** START DATA FOR THE TASK **

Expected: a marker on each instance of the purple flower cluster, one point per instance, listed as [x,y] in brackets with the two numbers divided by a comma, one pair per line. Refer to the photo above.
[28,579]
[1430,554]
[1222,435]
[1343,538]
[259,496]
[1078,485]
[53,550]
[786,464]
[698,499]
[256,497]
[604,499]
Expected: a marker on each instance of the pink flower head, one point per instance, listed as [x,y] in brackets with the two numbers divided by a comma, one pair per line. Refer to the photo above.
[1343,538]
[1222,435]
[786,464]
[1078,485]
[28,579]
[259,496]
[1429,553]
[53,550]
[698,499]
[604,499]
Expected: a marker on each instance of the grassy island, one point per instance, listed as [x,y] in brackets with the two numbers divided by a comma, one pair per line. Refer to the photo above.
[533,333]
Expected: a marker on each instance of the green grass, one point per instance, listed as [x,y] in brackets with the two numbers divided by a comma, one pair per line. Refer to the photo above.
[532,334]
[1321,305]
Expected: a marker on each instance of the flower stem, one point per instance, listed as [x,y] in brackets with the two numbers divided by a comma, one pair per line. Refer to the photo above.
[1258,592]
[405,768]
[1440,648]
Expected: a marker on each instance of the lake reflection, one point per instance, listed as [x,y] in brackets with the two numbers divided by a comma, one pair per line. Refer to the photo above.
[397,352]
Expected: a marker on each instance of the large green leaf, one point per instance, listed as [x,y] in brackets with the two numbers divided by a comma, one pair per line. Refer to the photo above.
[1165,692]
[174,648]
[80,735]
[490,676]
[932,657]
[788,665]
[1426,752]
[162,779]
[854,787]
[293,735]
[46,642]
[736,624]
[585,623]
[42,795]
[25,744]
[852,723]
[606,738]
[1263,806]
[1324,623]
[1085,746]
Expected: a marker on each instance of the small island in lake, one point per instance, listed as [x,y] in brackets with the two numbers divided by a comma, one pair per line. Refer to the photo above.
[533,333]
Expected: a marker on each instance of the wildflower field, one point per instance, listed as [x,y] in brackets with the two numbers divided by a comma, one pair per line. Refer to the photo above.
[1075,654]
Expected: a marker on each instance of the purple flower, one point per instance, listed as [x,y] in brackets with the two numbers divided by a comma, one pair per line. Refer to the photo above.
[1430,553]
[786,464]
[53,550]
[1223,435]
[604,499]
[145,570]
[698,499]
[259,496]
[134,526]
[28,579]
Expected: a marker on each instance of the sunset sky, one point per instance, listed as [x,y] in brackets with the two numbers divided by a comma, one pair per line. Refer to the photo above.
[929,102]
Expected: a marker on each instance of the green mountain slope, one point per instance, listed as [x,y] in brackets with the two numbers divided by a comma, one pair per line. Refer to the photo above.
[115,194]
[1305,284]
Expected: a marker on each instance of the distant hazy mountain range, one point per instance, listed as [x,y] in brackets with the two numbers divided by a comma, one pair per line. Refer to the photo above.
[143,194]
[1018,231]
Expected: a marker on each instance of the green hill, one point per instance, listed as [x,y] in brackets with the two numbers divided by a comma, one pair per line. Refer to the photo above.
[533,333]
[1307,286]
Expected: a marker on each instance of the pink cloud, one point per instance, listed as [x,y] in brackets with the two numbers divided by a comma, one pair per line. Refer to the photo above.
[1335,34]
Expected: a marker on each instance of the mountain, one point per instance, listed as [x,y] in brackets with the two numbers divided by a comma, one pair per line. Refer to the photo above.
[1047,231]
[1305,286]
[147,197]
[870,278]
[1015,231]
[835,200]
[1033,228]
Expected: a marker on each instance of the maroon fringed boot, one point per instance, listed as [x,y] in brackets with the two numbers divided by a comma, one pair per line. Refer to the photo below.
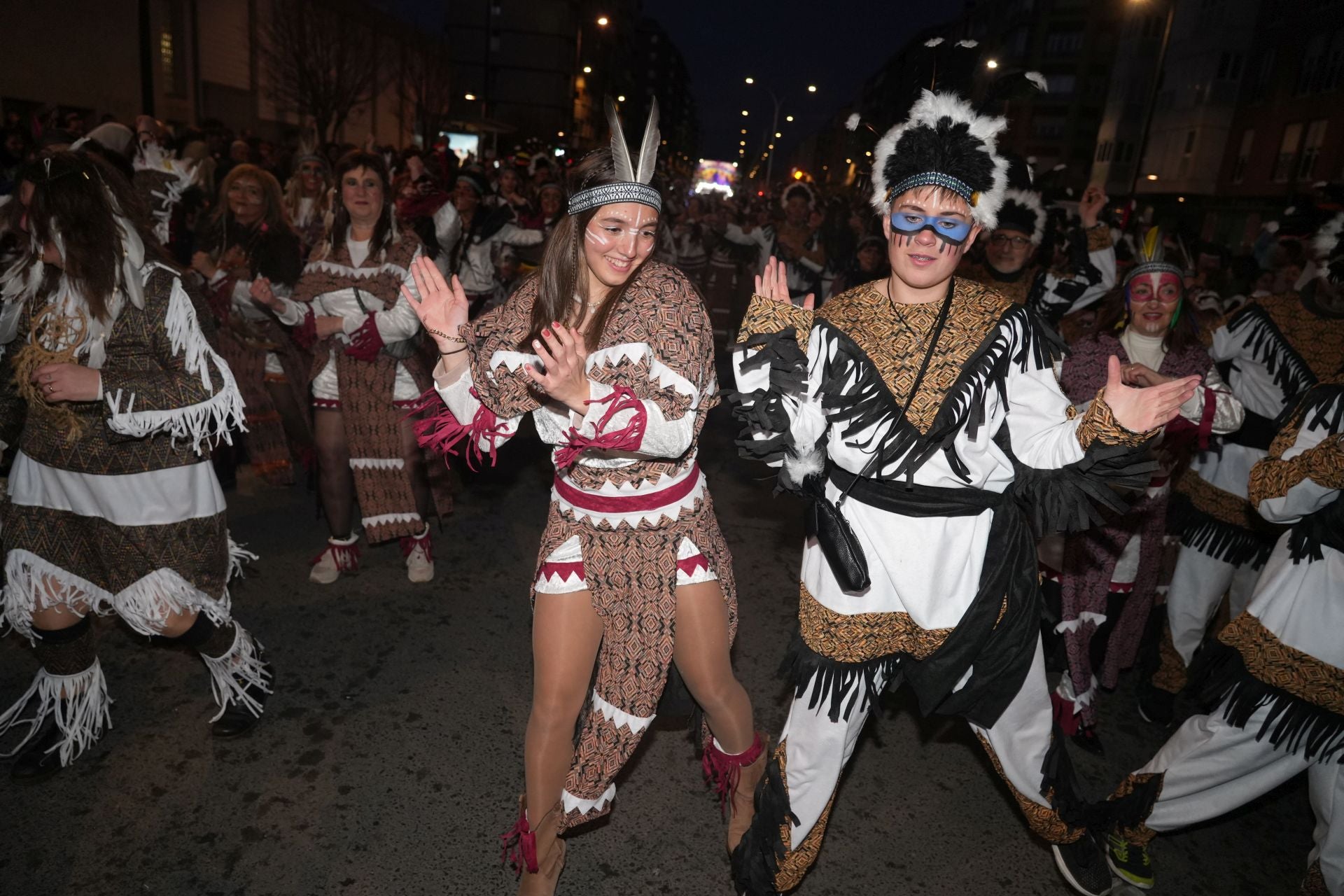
[536,853]
[734,777]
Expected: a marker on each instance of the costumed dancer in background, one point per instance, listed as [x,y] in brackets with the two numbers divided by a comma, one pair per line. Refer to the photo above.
[1156,339]
[368,375]
[308,198]
[1277,669]
[484,230]
[913,412]
[1272,349]
[248,241]
[634,573]
[111,397]
[792,241]
[1009,258]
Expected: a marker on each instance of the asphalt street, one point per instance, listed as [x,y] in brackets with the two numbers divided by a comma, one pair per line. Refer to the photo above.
[390,757]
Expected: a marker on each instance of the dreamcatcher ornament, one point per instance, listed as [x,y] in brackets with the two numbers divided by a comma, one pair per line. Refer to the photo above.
[54,337]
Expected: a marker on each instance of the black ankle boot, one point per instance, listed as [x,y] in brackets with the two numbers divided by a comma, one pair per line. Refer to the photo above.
[35,763]
[238,719]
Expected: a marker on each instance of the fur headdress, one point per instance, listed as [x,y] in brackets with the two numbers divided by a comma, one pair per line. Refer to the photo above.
[1022,209]
[632,174]
[944,143]
[1329,248]
[1151,258]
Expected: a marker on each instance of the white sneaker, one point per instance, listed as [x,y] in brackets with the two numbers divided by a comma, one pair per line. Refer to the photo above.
[340,555]
[420,558]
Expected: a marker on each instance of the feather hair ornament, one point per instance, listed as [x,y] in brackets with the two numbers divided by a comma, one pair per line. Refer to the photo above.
[632,175]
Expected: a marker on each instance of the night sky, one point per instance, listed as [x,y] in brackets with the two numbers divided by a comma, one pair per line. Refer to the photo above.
[787,45]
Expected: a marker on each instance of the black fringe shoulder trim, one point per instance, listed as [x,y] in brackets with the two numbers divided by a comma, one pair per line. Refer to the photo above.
[857,398]
[840,685]
[1268,346]
[768,410]
[1219,675]
[1069,498]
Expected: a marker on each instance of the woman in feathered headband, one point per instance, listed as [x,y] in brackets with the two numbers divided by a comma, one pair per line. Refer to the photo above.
[612,354]
[1113,570]
[113,398]
[914,412]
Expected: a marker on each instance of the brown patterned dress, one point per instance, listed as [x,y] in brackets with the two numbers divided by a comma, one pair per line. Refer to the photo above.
[631,514]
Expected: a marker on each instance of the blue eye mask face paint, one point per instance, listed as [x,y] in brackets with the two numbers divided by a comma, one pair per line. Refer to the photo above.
[952,232]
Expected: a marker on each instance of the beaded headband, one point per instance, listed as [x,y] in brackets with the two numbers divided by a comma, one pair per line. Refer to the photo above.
[617,192]
[934,179]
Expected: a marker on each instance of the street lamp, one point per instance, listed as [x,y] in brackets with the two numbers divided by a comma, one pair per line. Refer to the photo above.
[1152,96]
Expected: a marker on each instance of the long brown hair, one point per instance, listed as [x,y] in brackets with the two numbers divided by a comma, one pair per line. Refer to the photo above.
[273,216]
[384,232]
[564,272]
[74,198]
[1113,317]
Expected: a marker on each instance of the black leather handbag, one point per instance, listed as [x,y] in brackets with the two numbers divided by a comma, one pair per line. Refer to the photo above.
[825,522]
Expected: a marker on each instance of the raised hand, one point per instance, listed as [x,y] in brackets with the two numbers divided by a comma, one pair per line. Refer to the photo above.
[441,308]
[565,367]
[1089,207]
[1140,410]
[264,295]
[774,285]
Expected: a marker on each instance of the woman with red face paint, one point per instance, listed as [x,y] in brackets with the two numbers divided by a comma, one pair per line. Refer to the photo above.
[1109,574]
[612,354]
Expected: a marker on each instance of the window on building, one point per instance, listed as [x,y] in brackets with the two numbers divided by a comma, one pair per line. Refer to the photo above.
[1310,149]
[1312,67]
[1060,85]
[1243,156]
[1063,43]
[1287,152]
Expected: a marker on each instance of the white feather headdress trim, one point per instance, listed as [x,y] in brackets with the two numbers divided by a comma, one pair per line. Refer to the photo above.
[927,111]
[1028,199]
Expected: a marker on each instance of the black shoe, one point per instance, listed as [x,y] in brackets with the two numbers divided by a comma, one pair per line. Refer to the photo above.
[1129,862]
[1084,865]
[238,719]
[1156,707]
[1088,739]
[35,763]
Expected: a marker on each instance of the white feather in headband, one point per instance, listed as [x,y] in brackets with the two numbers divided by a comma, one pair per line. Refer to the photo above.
[944,143]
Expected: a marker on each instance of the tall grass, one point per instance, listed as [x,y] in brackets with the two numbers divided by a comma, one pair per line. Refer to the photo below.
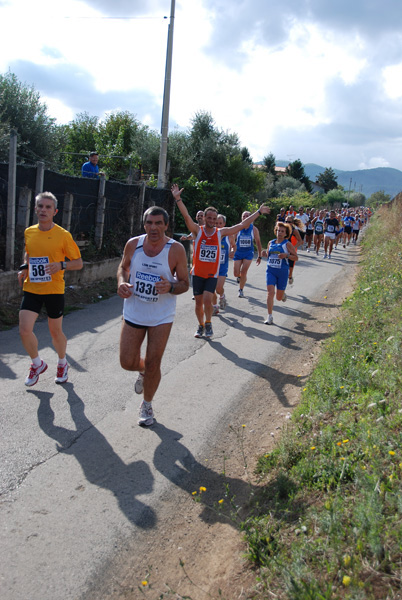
[329,522]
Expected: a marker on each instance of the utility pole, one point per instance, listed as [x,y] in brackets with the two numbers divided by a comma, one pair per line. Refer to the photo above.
[166,101]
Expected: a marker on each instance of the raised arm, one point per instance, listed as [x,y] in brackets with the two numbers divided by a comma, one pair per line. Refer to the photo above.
[257,240]
[263,210]
[124,288]
[191,226]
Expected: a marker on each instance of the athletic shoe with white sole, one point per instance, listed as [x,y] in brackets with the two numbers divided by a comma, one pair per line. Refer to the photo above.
[208,330]
[62,374]
[146,415]
[34,373]
[139,384]
[200,331]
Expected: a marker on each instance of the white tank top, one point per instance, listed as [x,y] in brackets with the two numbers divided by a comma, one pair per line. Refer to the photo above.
[145,306]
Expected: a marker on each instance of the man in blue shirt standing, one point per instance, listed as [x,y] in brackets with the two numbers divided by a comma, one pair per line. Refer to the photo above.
[90,169]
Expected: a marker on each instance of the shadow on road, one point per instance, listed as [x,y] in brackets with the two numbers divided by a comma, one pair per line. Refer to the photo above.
[175,462]
[275,378]
[100,463]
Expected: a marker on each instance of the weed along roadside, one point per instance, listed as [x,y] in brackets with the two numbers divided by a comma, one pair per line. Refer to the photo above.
[327,523]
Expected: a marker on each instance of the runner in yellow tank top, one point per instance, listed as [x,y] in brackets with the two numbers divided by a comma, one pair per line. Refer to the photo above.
[46,248]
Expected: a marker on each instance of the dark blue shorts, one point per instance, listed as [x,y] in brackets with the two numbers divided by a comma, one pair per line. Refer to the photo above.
[204,284]
[279,279]
[54,304]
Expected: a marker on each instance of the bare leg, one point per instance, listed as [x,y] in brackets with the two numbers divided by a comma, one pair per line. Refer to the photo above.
[28,338]
[199,308]
[208,306]
[58,338]
[270,298]
[131,339]
[156,344]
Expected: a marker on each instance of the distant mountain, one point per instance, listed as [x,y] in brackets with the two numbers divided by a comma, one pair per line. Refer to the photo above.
[367,181]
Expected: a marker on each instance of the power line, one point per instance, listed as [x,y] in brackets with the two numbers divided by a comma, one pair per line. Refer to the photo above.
[118,18]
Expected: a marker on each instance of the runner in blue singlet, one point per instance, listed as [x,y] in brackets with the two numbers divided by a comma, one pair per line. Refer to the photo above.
[279,252]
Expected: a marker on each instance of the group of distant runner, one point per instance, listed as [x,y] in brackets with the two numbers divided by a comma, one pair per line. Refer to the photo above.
[153,271]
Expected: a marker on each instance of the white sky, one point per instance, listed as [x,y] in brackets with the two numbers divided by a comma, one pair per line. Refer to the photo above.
[308,79]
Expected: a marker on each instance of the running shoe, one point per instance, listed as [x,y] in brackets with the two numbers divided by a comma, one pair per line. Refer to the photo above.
[200,331]
[139,384]
[208,330]
[146,415]
[62,374]
[34,373]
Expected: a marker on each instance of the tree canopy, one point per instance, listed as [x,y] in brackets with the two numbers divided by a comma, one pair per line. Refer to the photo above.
[21,108]
[327,180]
[296,170]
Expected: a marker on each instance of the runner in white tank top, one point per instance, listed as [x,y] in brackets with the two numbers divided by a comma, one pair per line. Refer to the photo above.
[152,272]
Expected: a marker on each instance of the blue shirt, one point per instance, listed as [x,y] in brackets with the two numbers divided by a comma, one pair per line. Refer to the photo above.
[90,170]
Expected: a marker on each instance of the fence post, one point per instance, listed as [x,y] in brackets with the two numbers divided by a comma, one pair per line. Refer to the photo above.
[11,188]
[67,211]
[40,176]
[23,211]
[100,212]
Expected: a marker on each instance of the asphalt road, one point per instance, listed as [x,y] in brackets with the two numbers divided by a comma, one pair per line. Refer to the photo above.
[77,475]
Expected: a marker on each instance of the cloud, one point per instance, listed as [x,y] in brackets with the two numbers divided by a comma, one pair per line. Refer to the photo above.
[270,24]
[74,86]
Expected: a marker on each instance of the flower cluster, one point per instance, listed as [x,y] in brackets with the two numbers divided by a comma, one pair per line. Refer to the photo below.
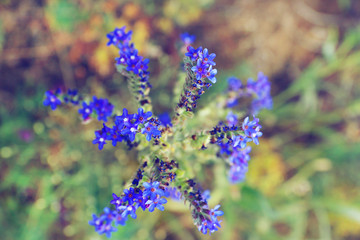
[205,219]
[127,126]
[98,107]
[259,90]
[199,67]
[157,179]
[148,195]
[233,144]
[187,38]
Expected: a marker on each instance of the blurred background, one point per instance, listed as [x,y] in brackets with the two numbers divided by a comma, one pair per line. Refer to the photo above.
[303,180]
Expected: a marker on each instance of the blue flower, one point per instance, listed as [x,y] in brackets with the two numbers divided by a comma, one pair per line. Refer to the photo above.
[128,210]
[152,190]
[150,130]
[86,110]
[130,195]
[117,201]
[51,100]
[165,119]
[115,136]
[101,137]
[118,35]
[210,74]
[207,58]
[187,38]
[214,213]
[103,223]
[252,129]
[156,203]
[231,119]
[123,120]
[240,156]
[234,84]
[193,53]
[102,107]
[240,141]
[142,117]
[130,131]
[199,69]
[97,222]
[119,220]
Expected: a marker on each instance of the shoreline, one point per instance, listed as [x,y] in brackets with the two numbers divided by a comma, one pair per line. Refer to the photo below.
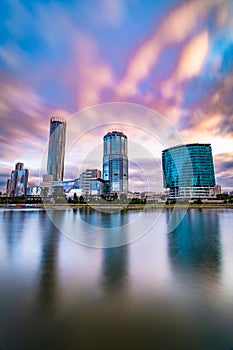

** END DATA FOR THE TASK **

Pick out each row above that contains the word "island" and copy those rows in full.

Expected: a marker on each instance of the grassy island, one point per instance, listed as [x,y] in brackets with the two numbers divided by a comma, one pair per line. Refer to the photo above.
Expected: a marker on each instance of the small island in lake, one point per instance, listed as [x,y] in brackets with the two numbers divided by a comma, one pair per line. Refer to the photo above.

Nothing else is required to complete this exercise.